# ASSIGNED TASK
Every line from the one containing "the water ripple." through the last line below should be reproduced exactly; please include nothing else.

*** STORED DATA Section Begins ***

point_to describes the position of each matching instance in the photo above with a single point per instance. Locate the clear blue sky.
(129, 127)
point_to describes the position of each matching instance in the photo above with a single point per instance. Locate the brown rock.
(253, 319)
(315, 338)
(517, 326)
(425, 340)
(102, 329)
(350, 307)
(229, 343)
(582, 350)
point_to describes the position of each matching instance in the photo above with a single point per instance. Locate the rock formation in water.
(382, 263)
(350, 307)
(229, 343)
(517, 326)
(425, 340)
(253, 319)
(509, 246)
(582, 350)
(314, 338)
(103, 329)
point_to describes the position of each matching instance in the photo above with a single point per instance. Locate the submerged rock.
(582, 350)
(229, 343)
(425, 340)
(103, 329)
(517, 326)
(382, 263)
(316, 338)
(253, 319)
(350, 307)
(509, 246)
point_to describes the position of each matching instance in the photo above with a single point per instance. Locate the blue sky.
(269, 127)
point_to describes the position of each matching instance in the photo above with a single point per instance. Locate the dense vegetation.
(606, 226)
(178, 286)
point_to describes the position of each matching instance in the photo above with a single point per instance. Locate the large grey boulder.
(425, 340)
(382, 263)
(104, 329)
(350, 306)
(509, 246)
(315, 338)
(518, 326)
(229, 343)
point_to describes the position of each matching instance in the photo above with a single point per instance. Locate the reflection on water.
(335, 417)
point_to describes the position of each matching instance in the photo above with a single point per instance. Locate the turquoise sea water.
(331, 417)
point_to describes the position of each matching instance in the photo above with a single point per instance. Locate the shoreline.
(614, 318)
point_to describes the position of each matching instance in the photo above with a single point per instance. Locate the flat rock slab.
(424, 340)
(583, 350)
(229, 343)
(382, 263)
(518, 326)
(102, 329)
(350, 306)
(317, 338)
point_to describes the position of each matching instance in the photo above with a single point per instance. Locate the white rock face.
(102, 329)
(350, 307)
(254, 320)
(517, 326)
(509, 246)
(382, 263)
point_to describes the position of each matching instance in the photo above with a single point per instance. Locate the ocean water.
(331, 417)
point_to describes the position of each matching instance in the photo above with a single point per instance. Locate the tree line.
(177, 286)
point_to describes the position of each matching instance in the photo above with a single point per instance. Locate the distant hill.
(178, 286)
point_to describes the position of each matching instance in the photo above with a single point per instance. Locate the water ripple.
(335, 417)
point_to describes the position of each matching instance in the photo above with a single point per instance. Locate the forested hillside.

*** STORED DATA Section Ends ***

# SOLUTION TO THE PROBLEM
point_to describes the position of each matching instance in the photo above with a single point per instance. Locate the water ripple.
(335, 417)
point_to describes the position of each matching instance in the photo above with a single point per instance. Locate the forested hillside.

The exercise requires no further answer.